[Exercise brief]:
Reproduce each of the following lines verbatim, with no changes.

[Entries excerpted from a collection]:

· · ·

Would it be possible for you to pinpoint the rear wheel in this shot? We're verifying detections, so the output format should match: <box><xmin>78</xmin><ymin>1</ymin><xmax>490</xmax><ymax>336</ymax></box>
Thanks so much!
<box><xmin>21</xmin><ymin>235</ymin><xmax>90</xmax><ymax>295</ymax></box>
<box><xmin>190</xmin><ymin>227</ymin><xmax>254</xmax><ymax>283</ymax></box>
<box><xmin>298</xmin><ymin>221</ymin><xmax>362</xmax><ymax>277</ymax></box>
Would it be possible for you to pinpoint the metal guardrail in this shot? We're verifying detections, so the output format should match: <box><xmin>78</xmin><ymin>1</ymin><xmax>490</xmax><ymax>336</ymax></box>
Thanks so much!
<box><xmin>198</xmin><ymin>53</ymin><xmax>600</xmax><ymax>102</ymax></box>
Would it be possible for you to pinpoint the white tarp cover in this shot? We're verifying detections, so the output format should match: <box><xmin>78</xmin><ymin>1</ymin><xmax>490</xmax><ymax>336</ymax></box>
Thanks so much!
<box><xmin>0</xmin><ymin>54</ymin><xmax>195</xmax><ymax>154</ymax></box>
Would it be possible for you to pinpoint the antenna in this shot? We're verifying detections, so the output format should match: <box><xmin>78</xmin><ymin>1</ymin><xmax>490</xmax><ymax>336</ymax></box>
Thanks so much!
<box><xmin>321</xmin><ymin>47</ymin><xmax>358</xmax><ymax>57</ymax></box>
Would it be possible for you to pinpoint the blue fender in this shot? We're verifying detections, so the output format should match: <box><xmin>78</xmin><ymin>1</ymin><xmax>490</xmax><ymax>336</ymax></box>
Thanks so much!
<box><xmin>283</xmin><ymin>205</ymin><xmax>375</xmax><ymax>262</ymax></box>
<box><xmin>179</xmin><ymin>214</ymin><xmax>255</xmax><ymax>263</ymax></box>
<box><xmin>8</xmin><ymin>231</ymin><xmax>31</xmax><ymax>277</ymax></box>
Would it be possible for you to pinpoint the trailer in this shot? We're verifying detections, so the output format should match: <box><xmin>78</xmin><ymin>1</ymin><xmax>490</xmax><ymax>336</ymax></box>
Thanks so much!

· · ·

[Reply to the task]:
Would it be possible for you to pinpoint the rear wheel in this shot? We're verifying detections, so the output format should match: <box><xmin>78</xmin><ymin>1</ymin><xmax>490</xmax><ymax>336</ymax></box>
Thanks so much!
<box><xmin>21</xmin><ymin>235</ymin><xmax>90</xmax><ymax>295</ymax></box>
<box><xmin>190</xmin><ymin>227</ymin><xmax>254</xmax><ymax>283</ymax></box>
<box><xmin>298</xmin><ymin>221</ymin><xmax>362</xmax><ymax>277</ymax></box>
Would it be possible for you to pinpoint the metal guardrail in this shot? We're verifying detections, so the output format should match: <box><xmin>78</xmin><ymin>1</ymin><xmax>490</xmax><ymax>336</ymax></box>
Thanks so much!
<box><xmin>198</xmin><ymin>53</ymin><xmax>600</xmax><ymax>102</ymax></box>
Would it be possible for you to pinpoint the white tarp cover in this shot? We're verifying detections, so the output format should match: <box><xmin>78</xmin><ymin>1</ymin><xmax>490</xmax><ymax>336</ymax></box>
Thanks so much!
<box><xmin>0</xmin><ymin>54</ymin><xmax>195</xmax><ymax>154</ymax></box>
Would it be possible for you to pinpoint the antenna in this shot? We're verifying detections, so the output format should match: <box><xmin>78</xmin><ymin>1</ymin><xmax>490</xmax><ymax>336</ymax></box>
Thanks so much!
<box><xmin>321</xmin><ymin>47</ymin><xmax>358</xmax><ymax>57</ymax></box>
Would it be possible for you to pinpoint the blue fender in this shot? We're verifying detections, so the output format should match: <box><xmin>78</xmin><ymin>1</ymin><xmax>490</xmax><ymax>336</ymax></box>
Thanks so much!
<box><xmin>283</xmin><ymin>205</ymin><xmax>375</xmax><ymax>262</ymax></box>
<box><xmin>179</xmin><ymin>214</ymin><xmax>255</xmax><ymax>263</ymax></box>
<box><xmin>8</xmin><ymin>231</ymin><xmax>31</xmax><ymax>277</ymax></box>
Would it be possible for you to pinpoint the trailer in this shot? We're verifying detections, so the output format should match: <box><xmin>78</xmin><ymin>1</ymin><xmax>490</xmax><ymax>336</ymax></box>
Thanks so much!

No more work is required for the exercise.